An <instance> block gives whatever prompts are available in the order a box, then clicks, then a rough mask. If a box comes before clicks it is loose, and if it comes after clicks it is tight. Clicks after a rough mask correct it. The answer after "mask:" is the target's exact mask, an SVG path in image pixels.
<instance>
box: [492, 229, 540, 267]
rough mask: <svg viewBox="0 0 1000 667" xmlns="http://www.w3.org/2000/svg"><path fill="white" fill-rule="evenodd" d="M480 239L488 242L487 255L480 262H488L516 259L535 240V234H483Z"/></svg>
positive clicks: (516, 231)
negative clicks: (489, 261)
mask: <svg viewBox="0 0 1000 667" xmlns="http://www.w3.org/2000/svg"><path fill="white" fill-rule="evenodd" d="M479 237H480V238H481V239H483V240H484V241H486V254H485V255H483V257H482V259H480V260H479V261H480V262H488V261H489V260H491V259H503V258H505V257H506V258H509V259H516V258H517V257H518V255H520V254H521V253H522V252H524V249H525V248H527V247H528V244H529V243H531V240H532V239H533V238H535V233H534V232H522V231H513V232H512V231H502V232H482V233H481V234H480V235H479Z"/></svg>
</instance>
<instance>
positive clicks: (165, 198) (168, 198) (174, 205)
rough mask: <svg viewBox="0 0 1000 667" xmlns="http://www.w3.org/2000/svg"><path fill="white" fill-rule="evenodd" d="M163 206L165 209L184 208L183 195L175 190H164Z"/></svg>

************

Copy the listing above line for line, changing nothing.

An <instance> block gives whatever prompts are available in the order a box, then clicks, then a rough mask. If a box comes before clicks it is loose, and if it comes after clicks it is tight. Clicks after a rough mask correct it. The answer after "mask:" is the target's exact mask, an SVG path in image pixels.
<instance>
box: [492, 229, 540, 267]
rough mask: <svg viewBox="0 0 1000 667" xmlns="http://www.w3.org/2000/svg"><path fill="white" fill-rule="evenodd" d="M480 239L488 242L487 255L480 262H488L516 259L535 240V234H483Z"/></svg>
positive clicks: (516, 231)
negative clicks: (489, 261)
mask: <svg viewBox="0 0 1000 667" xmlns="http://www.w3.org/2000/svg"><path fill="white" fill-rule="evenodd" d="M479 237H480V238H481V239H483V240H484V241H486V254H485V255H483V257H482V259H480V260H479V261H480V262H488V261H489V260H491V259H503V258H505V257H506V258H509V259H516V258H517V257H518V255H520V254H521V253H522V252H524V249H525V248H527V247H528V244H529V243H531V240H532V239H533V238H535V233H534V232H522V231H513V232H512V231H502V232H482V233H481V234H480V235H479Z"/></svg>
</instance>
<instance>
positive clicks: (165, 198) (168, 198) (174, 205)
rough mask: <svg viewBox="0 0 1000 667" xmlns="http://www.w3.org/2000/svg"><path fill="white" fill-rule="evenodd" d="M163 206L165 209L184 208L183 195L175 190H164Z"/></svg>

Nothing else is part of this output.